## PASSAGE SHOWN:
This one shows more wear that could have been faked. Don't know if the base is darkened to  make it look old or for other reason. There are two  large characters.


Stan

Hi Kardinalisimo, I know that in the Ming dynasty that some of the bowls and plates were coated with a paint on the bottoms and would have had a dirty look to it, I have a bowl that came from the hoi an hoard ship wreck which was over 500 years old, the one I have you can see swirls from the paint brush that looks like it was done on a potters wheel, the color on mine is a dark brownish purple look but it is not on the foot just the inside of the foot on the bottom, after looking at mine more closely, the blue on yours is the wrong color for Ming and there would be crazing in the glaze in areas which I am not seeing, the blue color seems to dark, I wonder if this could be a fake. lets see  what Peter says.

peterp

This is what the Chinese call "dragon over the wall", because the tail is usually on the back. Items of this period and type exist both with unglazed or "sand" bottoms, as well as with glazed ones. Imitations with sand bottoms are frequently artificially made to look dark gray or dark brown, whereas it is difficult to clean the false dirt. In this specific case the plate looks authentic. This is from Dehua kiln, Fujian province, from about mid-Qing dynasty, in my view.

peterp

Ah, something else...this is not a bowl but a plate. Plates with a flat outer rim are of western origin and appear mostly on Chinese export porcelain. Domestically used Chinese plates were made with an upward bent, round rim.

Stan

Thanks Peter, I have a vase that has similar characteristics as Kardinalisimo's bowl, I am glad to hear that it is authentic because I wondered if mine was real of fake, I will post it some time. I like the dragon.

## DATA EXTRACT:

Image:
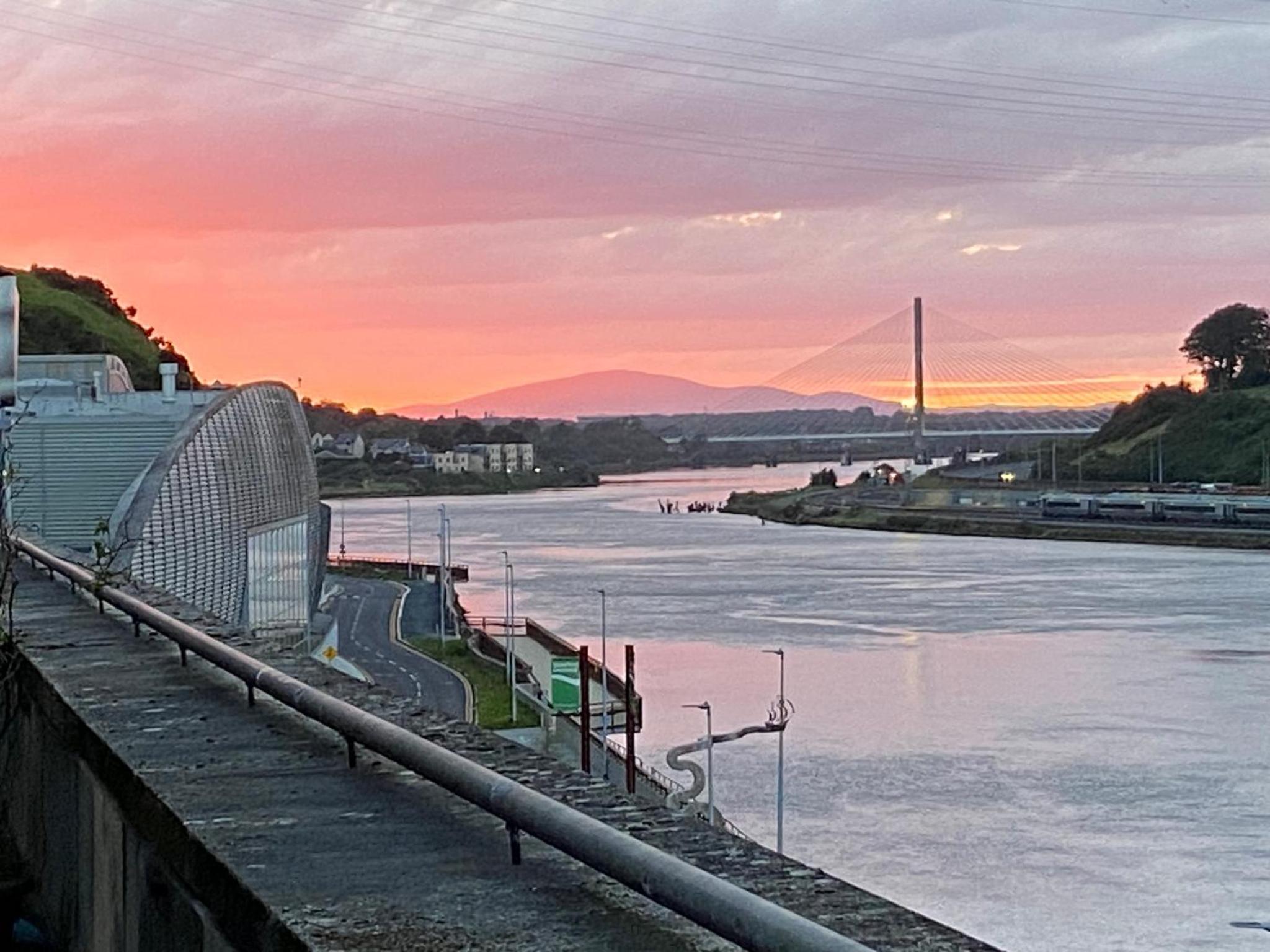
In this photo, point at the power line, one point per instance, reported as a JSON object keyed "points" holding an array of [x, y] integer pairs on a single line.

## AIM 1:
Translate this sentence from the porcelain discussion into Spanish: "Domestically used Chinese plates were made with an upward bent, round rim."
## AIM 2:
Name every kind of ceramic vessel the porcelain discussion mentions.
The data above comes from a different source than the porcelain discussion.

## WRITTEN ANSWER 1:
Los platos chinos de uso doméstico se fabricaban con un borde redondo curvado hacia arriba.

## WRITTEN ANSWER 2:
Bowl, plate, vase